Render all of the data below as a JSON list of strings, one string per line, leaving out any blank lines.
--
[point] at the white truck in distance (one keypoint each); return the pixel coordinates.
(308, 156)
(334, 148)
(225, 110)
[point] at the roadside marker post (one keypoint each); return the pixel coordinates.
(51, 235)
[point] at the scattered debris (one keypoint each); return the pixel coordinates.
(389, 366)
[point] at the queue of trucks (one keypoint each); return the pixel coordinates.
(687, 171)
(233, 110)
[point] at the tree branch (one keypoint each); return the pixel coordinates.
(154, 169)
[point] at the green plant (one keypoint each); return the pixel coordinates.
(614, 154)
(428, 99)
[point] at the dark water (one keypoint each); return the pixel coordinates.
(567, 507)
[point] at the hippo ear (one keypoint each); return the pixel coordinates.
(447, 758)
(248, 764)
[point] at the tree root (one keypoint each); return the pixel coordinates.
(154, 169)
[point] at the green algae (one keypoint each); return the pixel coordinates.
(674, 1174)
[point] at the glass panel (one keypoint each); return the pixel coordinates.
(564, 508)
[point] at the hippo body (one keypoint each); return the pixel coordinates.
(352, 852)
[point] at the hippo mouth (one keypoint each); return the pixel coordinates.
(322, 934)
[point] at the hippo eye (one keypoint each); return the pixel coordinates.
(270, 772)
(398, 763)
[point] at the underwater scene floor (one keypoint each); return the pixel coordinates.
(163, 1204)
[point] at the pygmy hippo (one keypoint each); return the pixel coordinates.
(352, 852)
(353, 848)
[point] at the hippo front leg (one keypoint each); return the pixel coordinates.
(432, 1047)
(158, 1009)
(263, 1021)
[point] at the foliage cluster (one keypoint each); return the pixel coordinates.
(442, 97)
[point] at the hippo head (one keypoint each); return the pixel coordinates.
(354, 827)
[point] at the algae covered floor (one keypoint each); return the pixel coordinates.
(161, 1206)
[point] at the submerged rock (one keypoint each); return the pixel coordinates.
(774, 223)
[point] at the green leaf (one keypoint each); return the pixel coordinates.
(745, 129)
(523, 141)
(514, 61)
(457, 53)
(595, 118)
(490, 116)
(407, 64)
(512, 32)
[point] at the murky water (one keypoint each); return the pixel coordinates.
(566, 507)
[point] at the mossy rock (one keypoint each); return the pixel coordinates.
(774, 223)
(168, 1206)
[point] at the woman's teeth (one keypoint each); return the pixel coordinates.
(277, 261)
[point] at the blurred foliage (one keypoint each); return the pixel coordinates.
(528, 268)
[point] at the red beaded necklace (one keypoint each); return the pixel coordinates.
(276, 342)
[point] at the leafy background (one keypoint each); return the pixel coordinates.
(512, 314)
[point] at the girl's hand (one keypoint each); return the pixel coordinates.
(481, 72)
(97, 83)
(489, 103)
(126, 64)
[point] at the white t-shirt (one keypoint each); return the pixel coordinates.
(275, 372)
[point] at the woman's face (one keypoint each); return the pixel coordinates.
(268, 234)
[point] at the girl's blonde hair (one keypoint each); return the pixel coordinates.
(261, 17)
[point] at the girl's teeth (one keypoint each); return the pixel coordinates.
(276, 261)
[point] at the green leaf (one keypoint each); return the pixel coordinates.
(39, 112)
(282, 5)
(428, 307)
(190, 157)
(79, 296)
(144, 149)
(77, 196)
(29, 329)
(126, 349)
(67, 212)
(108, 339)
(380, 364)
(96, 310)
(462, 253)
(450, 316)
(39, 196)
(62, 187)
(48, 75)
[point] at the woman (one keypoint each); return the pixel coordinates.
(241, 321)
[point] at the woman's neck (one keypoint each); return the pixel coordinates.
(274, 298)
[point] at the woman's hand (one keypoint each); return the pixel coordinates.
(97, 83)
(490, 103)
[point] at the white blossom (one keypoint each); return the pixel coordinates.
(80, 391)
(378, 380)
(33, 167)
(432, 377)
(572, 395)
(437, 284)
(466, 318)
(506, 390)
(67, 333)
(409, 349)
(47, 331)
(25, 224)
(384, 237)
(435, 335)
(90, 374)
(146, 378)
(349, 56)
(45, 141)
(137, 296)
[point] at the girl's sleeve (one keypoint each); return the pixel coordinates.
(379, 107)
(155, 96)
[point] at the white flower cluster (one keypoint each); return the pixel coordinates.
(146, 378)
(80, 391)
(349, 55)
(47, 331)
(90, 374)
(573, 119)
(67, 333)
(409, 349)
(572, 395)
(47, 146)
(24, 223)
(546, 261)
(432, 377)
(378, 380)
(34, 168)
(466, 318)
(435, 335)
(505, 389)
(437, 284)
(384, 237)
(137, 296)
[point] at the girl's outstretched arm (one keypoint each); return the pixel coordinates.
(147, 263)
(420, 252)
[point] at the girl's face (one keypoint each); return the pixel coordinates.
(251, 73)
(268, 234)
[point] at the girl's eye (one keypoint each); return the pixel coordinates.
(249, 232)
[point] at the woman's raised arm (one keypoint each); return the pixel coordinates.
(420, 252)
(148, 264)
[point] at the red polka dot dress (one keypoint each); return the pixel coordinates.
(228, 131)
--
CORRECT ANSWER:
[
  "[point] at the white truck in distance (one keypoint each); return the pixel coordinates.",
  "(308, 156)",
  "(334, 148)",
  "(225, 110)",
  "[point] at the roadside marker post (one keypoint each); return the pixel coordinates.",
  "(51, 235)",
  "[point] at the scattered debris (one keypoint each); return the pixel coordinates.",
  "(389, 366)",
  "[point] at the queue of trucks (one keypoint each); return the pixel coordinates.",
  "(687, 171)",
  "(233, 110)",
  "[point] at the tree branch (one keypoint each); return the pixel coordinates.",
  "(154, 169)",
  "[point] at the green plant (one keypoint each); return the pixel coordinates.",
  "(614, 154)",
  "(428, 99)",
  "[point] at the dark water (one keypoint each); return the pixel coordinates.",
  "(567, 507)",
  "[point] at the hippo ear (one keypoint each); return the pixel coordinates.",
  "(447, 758)",
  "(248, 764)",
  "[point] at the tree root (one keypoint each); return the pixel coordinates.",
  "(154, 169)",
  "[point] at the green algae (one keypoint each); return the pixel coordinates.",
  "(674, 1174)",
  "[point] at the glass panel (one keypoint each); return the pixel coordinates.",
  "(564, 508)",
  "[point] at the hippo body (one keypoint each); return the pixel coordinates.",
  "(352, 852)",
  "[point] at the hippo mouth (one keypoint each); return the pixel coordinates.",
  "(322, 934)",
  "[point] at the hippo eye (one keypoint each); return the pixel coordinates.",
  "(270, 772)",
  "(398, 763)",
  "[point] at the underwater scene floor (one keypoint each); return the pixel coordinates.",
  "(163, 1204)",
  "[point] at the pygmy hippo (one keypoint each); return the pixel coordinates.",
  "(352, 852)",
  "(353, 848)",
  "[point] at the hippo front leg (one keypoint each); return the pixel coordinates.",
  "(432, 1047)",
  "(158, 1009)",
  "(263, 1021)",
  "[point] at the foliage cluster (one keypoint each); return the pixel coordinates.",
  "(442, 97)",
  "[point] at the hippo head (one keypoint each); return the pixel coordinates.",
  "(354, 827)",
  "[point] at the algae covered floor (one keypoint each); return the pixel coordinates.",
  "(161, 1206)",
  "[point] at the submerged rock (one keypoint each); return the pixel coordinates.",
  "(774, 223)",
  "[point] at the green leaf (one keypoint each); return the pixel coordinates.",
  "(745, 129)",
  "(523, 141)",
  "(514, 61)",
  "(457, 53)",
  "(595, 118)",
  "(490, 116)",
  "(407, 64)",
  "(512, 32)",
  "[point] at the murky water (one keypoint each); return the pixel coordinates.",
  "(566, 507)",
  "[point] at the mossy rock (one keypoint each); return the pixel coordinates.",
  "(774, 223)",
  "(168, 1206)",
  "[point] at the woman's teeth (one keypoint each); return the pixel coordinates.",
  "(277, 261)",
  "[point] at the blurred foliage (one keypoint each); return the pixel coordinates.",
  "(528, 268)",
  "[point] at the red beaded necklace (one keypoint each); return the pixel coordinates.",
  "(276, 342)",
  "[point] at the leafy background (one keypoint each); return the pixel coordinates.",
  "(512, 314)",
  "[point] at the girl's hand (one keypoint each); return the pixel coordinates.",
  "(481, 72)",
  "(97, 83)",
  "(489, 103)",
  "(126, 64)",
  "[point] at the white t-shirt (one keypoint each); return the pixel coordinates.",
  "(275, 372)",
  "[point] at the woman's face (one keypoint each); return the pixel coordinates.",
  "(268, 234)",
  "[point] at the girl's blonde hair (one keypoint each); return the pixel coordinates.",
  "(261, 17)",
  "[point] at the girl's teeth (one keypoint each); return the pixel coordinates.",
  "(276, 261)",
  "[point] at the green leaf (one keypoint each); return the pixel coordinates.",
  "(39, 112)",
  "(282, 5)",
  "(428, 307)",
  "(190, 157)",
  "(79, 296)",
  "(144, 149)",
  "(77, 196)",
  "(29, 329)",
  "(126, 349)",
  "(67, 212)",
  "(108, 339)",
  "(380, 364)",
  "(96, 310)",
  "(462, 253)",
  "(450, 316)",
  "(39, 196)",
  "(62, 187)",
  "(48, 75)",
  "[point] at the woman (one keypoint each); return the pixel coordinates.",
  "(241, 321)",
  "[point] at the woman's neck (one keypoint each); return the pixel coordinates.",
  "(274, 298)",
  "[point] at the woman's hand (one keypoint each); return the pixel coordinates.",
  "(97, 83)",
  "(490, 103)",
  "[point] at the white blossom (one keypoint each); return the pixel coordinates.",
  "(80, 391)",
  "(378, 380)",
  "(33, 167)",
  "(432, 377)",
  "(572, 395)",
  "(437, 284)",
  "(466, 318)",
  "(506, 390)",
  "(67, 333)",
  "(409, 349)",
  "(47, 331)",
  "(25, 224)",
  "(384, 237)",
  "(435, 335)",
  "(90, 374)",
  "(146, 378)",
  "(349, 56)",
  "(45, 141)",
  "(137, 296)",
  "[point] at the girl's sleeve (one keypoint each); return the pixel coordinates.",
  "(379, 107)",
  "(155, 96)",
  "[point] at the white flower cluster (one keypoint each); return the pixel coordinates.",
  "(146, 378)",
  "(80, 391)",
  "(349, 55)",
  "(47, 331)",
  "(90, 374)",
  "(573, 119)",
  "(67, 333)",
  "(409, 349)",
  "(572, 395)",
  "(47, 146)",
  "(24, 223)",
  "(546, 261)",
  "(432, 377)",
  "(378, 380)",
  "(34, 168)",
  "(466, 318)",
  "(435, 335)",
  "(505, 389)",
  "(437, 284)",
  "(384, 237)",
  "(137, 296)",
  "[point] at the girl's outstretched arm (one keypoint each); return the pixel coordinates.",
  "(147, 263)",
  "(420, 252)",
  "[point] at the girl's face (one keypoint each); return the pixel coordinates.",
  "(251, 73)",
  "(268, 234)",
  "[point] at the girl's eye (one keypoint each); return the pixel coordinates.",
  "(249, 232)",
  "[point] at the woman's raised arm (one keypoint each); return the pixel coordinates.",
  "(420, 252)",
  "(148, 264)",
  "[point] at the red polka dot dress (one keypoint each); return the pixel coordinates.",
  "(228, 131)"
]